--- TEXTE SOURCE ---

-T'as pas vu mes poireaux ?
Dans l’encolure
de la porte, se tient ma mère, à contrejour, tel un spectre vicieux. Nous
sommes dimanche, il est 9h57. Tentative futée de me sortir d’un sommeil que j’avais
pourtant bien mérité. Je garde les yeux clos en ronchonnant un Heiiinn ? Mhnnnoooonnnnn bien gras. Bouche
pâteuse, tête lourde, victime de la bouteille de vin que je me suis enfilée
sans honte dans le but avoué d’effacer la veille. J’enfouie ma tronche
renfrognée sous la couette afin de bien faire comprendre que ma nuit ne peut décemment
pas se terminer sur une question aussi brûlante.
Assoupissement avorté lorsque je commence à imaginer sa botte
de poireaux au fond de mon coffre, oubliée à la caisse, dans un caddy, dans un
caniveau, dans la main d’un type aux yeux injectés de sang qui hurlerait à la caisse de Carrefour: Ils sont à moi !!
Ils sont à moi tes putain de poireaux !! Rire de hyène diabolique
raisonnant sur toute la ville. Ses poireaux à toutes les sauces, je les rêve en
soupe, ciselés, en juliennes, en confit. Poireaux, poireaux, poireaux… Je me redresse
en sursaut avec pour ambition première, rentrer à Paris au plus vite sans en
avoir l’air, juste après qu’elle ait de nouveau entrouvert la porte en m’annonçant
« Mais en fait je les ai pas
acheté, ahah j’suis con. »

--- SECTION DONNÉES ---

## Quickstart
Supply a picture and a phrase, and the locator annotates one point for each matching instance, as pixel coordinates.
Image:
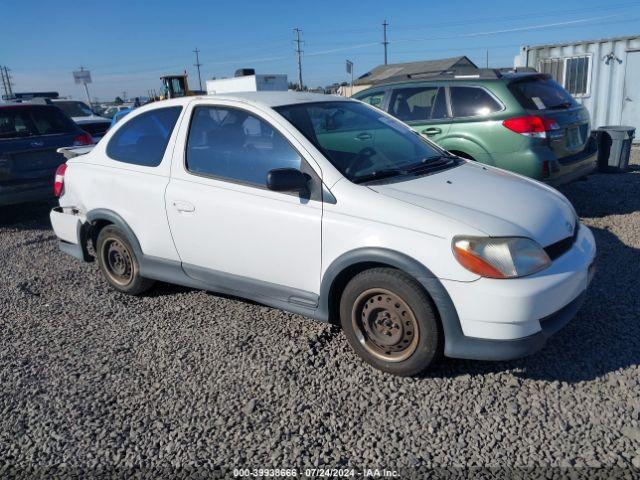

---

_OBJECTIF 1_
Reproduisez le passage du récit des poireaux qui va de « -T'as pas vu » à « sont à moi !! », bornes comprises.
_OBJECTIF 2_
Relevez toutes les préparations sous lesquelles les poireaux apparaissent en rêve dans le récit des poireaux.

_RÉSULTAT 1_
-T'as pas vu mes poireaux ?
Dans l’encolure
de la porte, se tient ma mère, à contrejour, tel un spectre vicieux. Nous
sommes dimanche, il est 9h57. Tentative futée de me sortir d’un sommeil que j’avais
pourtant bien mérité. Je garde les yeux clos en ronchonnant un Heiiinn ? Mhnnnoooonnnnn bien gras. Bouche
pâteuse, tête lourde, victime de la bouteille de vin que je me suis enfilée
sans honte dans le but avoué d’effacer la veille. J’enfouie ma tronche
renfrognée sous la couette afin de bien faire comprendre que ma nuit ne peut décemment
pas se terminer sur une question aussi brûlante.
Assoupissement avorté lorsque je commence à imaginer sa botte
de poireaux au fond de mon coffre, oubliée à la caisse, dans un caddy, dans un
caniveau, dans la main d’un type aux yeux injectés de sang qui hurlerait à la caisse de Carrefour: Ils sont à moi !!

_RÉSULTAT 2_
- en soupe
- ciselés
- en juliennes
- en confit